EXTRACT PROVIDED.
◇ ◇ ◇ ◇ ◇ ◇ ◇

This discussion has been locked.
You can no longer post new replies to this discussion. If you have a question you can start a new discussion

Many Issue with Mali 400 on A10 (Linux)

Note: This was originally posted on 17th August 2012 at http://forums.arm.com

Hi,

I am facing many problems with Mali 400. One of the big issue is lib is close source so can't change anything.

I am in advance stage of product development but stuck with many issues.

Point 1.

I was using Ericsson Texture Compression Mipmap Example and trying to work with normal RGBA texture.

Here is my load texture code.

/* Load just base level texture data. */
GL_CHECK(glGenTextures(1, &textureID));
GL_CHECK(glBindTexture(GL_TEXTURE_2D, textureID));
unsigned char *textureData = NULL;
Texture::loadData(texturePath.c_str(), &textureData);
    
GL_CHECK(glTexImage2D(GL_TEXTURE_2D, 0, GL_RGBA, 256, 256, 0, GL_RGBA, GL_UNSIGNED_BYTE, textureData));    

Here it just render a black area.

Just by referring RotoZoom program and with hit and try I fogure out it work if I add.

/* Set texture mode. */
GL_CHECK(glGenerateMipmap(GL_TEXTURE_2D));

after glTexImage2D.

Is glGenerateMipmap must to use texture ?
besides there is not any sample program which load basic rgba texture.

Point 2.
Besides with 2 or 3 test system give sigmentation fault continuously. Even is workable program.

Same program which was working before not work now and can work again on system restart.

Point 3.
EGLSwapbuffer is consuming 50% CPU. & I can't find any way to render directly to frame-buffer. Mali document say it's platform specific.
I can't understand FB interface is fix in all linux how come it could be platform specific ?.
Every body no most of vendor not support for anything like this.

Point 4.
http://www.arm.com/products/multimedia/mali-graphics-hardware/mali-400-mp.php
here mention 30M tri/s and up to 1.1G pix/s at 275MHz.

◇ ◇ ◇ ◇ ◇ ◇ ◇

(Data records)
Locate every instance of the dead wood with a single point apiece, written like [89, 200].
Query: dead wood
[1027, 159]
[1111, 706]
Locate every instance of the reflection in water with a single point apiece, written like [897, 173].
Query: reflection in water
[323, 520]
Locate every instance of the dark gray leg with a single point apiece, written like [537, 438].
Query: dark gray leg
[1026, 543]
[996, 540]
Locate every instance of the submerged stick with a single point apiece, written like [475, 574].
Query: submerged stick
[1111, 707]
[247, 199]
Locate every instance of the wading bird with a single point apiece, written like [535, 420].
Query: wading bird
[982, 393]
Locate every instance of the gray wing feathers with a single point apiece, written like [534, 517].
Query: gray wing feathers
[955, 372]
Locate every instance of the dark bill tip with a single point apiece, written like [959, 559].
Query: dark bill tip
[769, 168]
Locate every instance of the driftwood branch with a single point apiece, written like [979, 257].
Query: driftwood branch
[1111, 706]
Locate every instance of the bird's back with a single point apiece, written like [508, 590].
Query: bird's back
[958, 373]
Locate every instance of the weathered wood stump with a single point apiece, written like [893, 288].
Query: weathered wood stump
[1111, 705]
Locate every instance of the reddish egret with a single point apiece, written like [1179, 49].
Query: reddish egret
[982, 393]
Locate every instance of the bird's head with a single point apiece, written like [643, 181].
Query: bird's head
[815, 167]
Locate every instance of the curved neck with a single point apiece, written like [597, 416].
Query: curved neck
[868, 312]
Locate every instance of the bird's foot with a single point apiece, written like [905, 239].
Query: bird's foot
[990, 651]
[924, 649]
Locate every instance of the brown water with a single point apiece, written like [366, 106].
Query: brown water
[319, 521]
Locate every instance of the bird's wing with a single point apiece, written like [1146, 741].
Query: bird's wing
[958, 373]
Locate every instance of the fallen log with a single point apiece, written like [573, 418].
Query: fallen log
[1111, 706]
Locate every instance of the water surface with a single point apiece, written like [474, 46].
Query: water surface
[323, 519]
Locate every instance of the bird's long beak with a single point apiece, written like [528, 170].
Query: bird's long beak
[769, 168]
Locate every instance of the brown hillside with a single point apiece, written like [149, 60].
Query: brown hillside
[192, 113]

◇ ◇ ◇ ◇ ◇ ◇ ◇

CHALLENGES.
a. In the Mali 400 forum thread, print the passage from "I am in advance" up to and including "normal RGBA texture.".
b. List every distinct function name in the Mali 400 forum thread that begins with the lowercase prefix "gl".
c. Resume the Mali 400 forum thread and continue writing from its final sentence.
The data records have no connection to the Mali 400 forum thread.

ANSWERS PROVIDED.
a.
I am in advance stage of product development but stuck with many issues.

Point 1.

I was using Ericsson Texture Compression Mipmap Example and trying to work with normal RGBA texture.

b. glGenTextures, glBindTexture, glTexImage2D, glGenerateMipmap

c.
Correct me if I am wrong 1.1G Pix is filling pixels of screen with color or texture.

1.1 * 1000 *1000 *1000 / 1920 / 1080 / 60 = 8.84 Layers

if means if I render full hd @ 60 FPS I should be able to render full screen 8.84 times.

I am using a simple triangle program which is filling the screen and rendering 8 times in one round. then performance is dropping to 14fps.

Means 4 times slower than speq. where other points gpu is running on 320 Mhz not on 275 Mhz.

Point 5.

A very simple triangle program is not working in GLES1 so I am bound to use only GLES2.
As many places internet mention GLES1 is faster than GLES2.
There is not any sample program for GLES1. and document talk about gles1 simulator but there is not any gles1 simulator on mali website.


Point 6.

What is the process to get Mali 400 DDK Source.
Is it possible to get even after spending some money ?


Any clarification in above points can help us.

Thanks in Advance.


Regards

Piyush Verma
  • Note: This was originally posted on 17th August 2012 at http://forums.arm.com

    Hi Piyush,

    for point 1, as you have discovered, if OpenGL-ES considers the texture "incomplete" it will instead render black texels. In this case, the glTexParameteri() mode for GL_TEXTURE_MIN_FILTER has probably been left on its default of GL_NEAREST_MIPMAP_LINEAR - in which case OpenGL-ES will consider the texture incomplete unless you load *all* mipmap levels, or generate them automatically using the glGenerateMipmap() call as you have done.

    Hope this clarifies what was happening. Cheers, Pete
  • Note: This was originally posted on 17th August 2012 at http://forums.arm.com

    Hi Piyush,

    for point 2 I think more information would be needed to understand the problem. Can you post a stack backtrace of the segmentation fault? Can you reduce the problem to a small code snippet and share the steps to reproduce?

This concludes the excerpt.